» **Exercise**
Rewrite every line of the listing from the line holding "tall palm tree -> mask for every instance" through the last line, inclusive, with the requests unchanged. Scale each pixel coordinate in the answers by 2.45 and round it to a whole number, with halves rounded up.

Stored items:
•••

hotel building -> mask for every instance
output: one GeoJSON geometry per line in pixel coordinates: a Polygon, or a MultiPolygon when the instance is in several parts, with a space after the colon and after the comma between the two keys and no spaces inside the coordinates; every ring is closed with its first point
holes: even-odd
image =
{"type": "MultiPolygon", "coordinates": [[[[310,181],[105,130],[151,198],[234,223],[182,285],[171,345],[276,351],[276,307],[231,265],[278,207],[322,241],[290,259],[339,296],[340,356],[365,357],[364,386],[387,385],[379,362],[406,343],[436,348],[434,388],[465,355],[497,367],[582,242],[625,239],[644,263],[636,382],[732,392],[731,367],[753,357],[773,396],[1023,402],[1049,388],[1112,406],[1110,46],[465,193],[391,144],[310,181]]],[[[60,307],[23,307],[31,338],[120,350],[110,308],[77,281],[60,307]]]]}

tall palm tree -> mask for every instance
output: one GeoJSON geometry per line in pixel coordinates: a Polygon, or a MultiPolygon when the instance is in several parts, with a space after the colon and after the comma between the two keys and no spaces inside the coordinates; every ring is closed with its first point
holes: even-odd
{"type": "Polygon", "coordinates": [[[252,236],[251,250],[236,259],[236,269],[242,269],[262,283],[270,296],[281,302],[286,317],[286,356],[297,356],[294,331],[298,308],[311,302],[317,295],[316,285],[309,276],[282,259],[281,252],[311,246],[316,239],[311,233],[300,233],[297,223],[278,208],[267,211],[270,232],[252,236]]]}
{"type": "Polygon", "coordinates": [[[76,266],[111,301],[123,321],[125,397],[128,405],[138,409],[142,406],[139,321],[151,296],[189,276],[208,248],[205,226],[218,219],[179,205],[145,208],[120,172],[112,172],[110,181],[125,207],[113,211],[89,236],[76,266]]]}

•••

» **Task response**
tall palm tree -> mask for every instance
output: one GeoJSON geometry per line in pixel coordinates: a Polygon, or a MultiPolygon when the instance is in several parts, with a space after the colon and after the comma between the two keys and no spaces inside the coordinates; every ring is closed with its first point
holes: even-odd
{"type": "Polygon", "coordinates": [[[617,578],[615,613],[578,635],[578,659],[593,659],[642,693],[662,725],[688,740],[701,777],[701,872],[728,872],[720,811],[730,755],[762,740],[777,723],[774,698],[757,676],[691,635],[688,617],[762,603],[774,586],[762,571],[735,571],[728,546],[681,510],[654,517],[662,568],[617,578]]]}
{"type": "Polygon", "coordinates": [[[186,652],[272,737],[301,786],[306,973],[314,992],[338,1002],[348,995],[341,786],[370,725],[463,676],[510,608],[502,554],[534,537],[439,502],[355,510],[294,421],[274,421],[270,443],[306,507],[277,517],[218,578],[186,652]]]}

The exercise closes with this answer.